= Problem details =
Search the records for the string "bush" and return each line that has it.

= Input =
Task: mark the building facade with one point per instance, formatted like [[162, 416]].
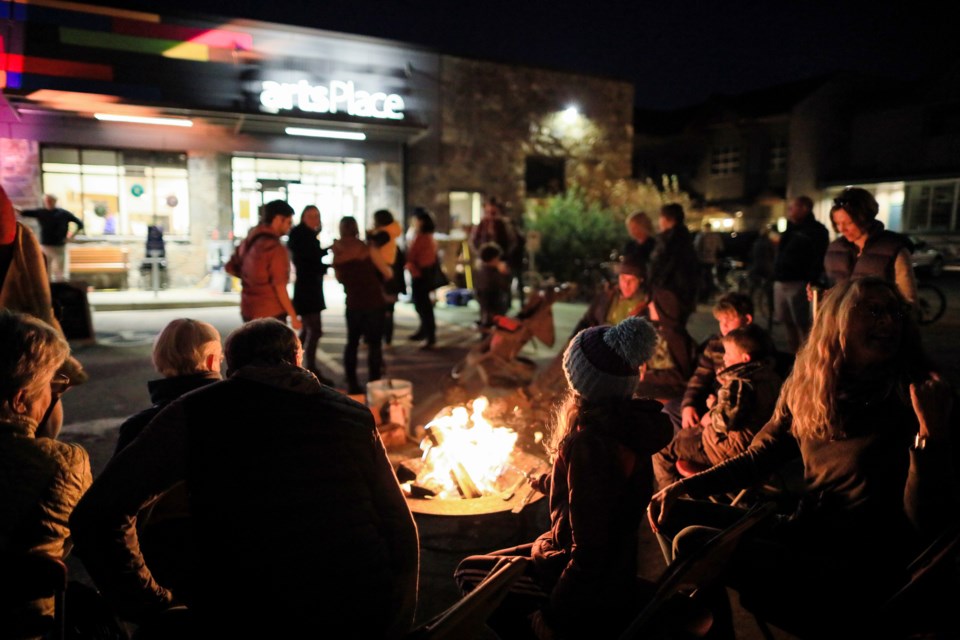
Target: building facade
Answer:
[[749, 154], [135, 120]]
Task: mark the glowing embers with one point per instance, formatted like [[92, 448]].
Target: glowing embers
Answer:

---

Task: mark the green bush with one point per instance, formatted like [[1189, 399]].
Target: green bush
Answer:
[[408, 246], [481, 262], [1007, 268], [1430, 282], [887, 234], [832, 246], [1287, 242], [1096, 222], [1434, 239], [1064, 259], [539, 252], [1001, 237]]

= Answer =
Task: mark the green bush with one point per instance, formatted like [[1189, 399]].
Target: green bush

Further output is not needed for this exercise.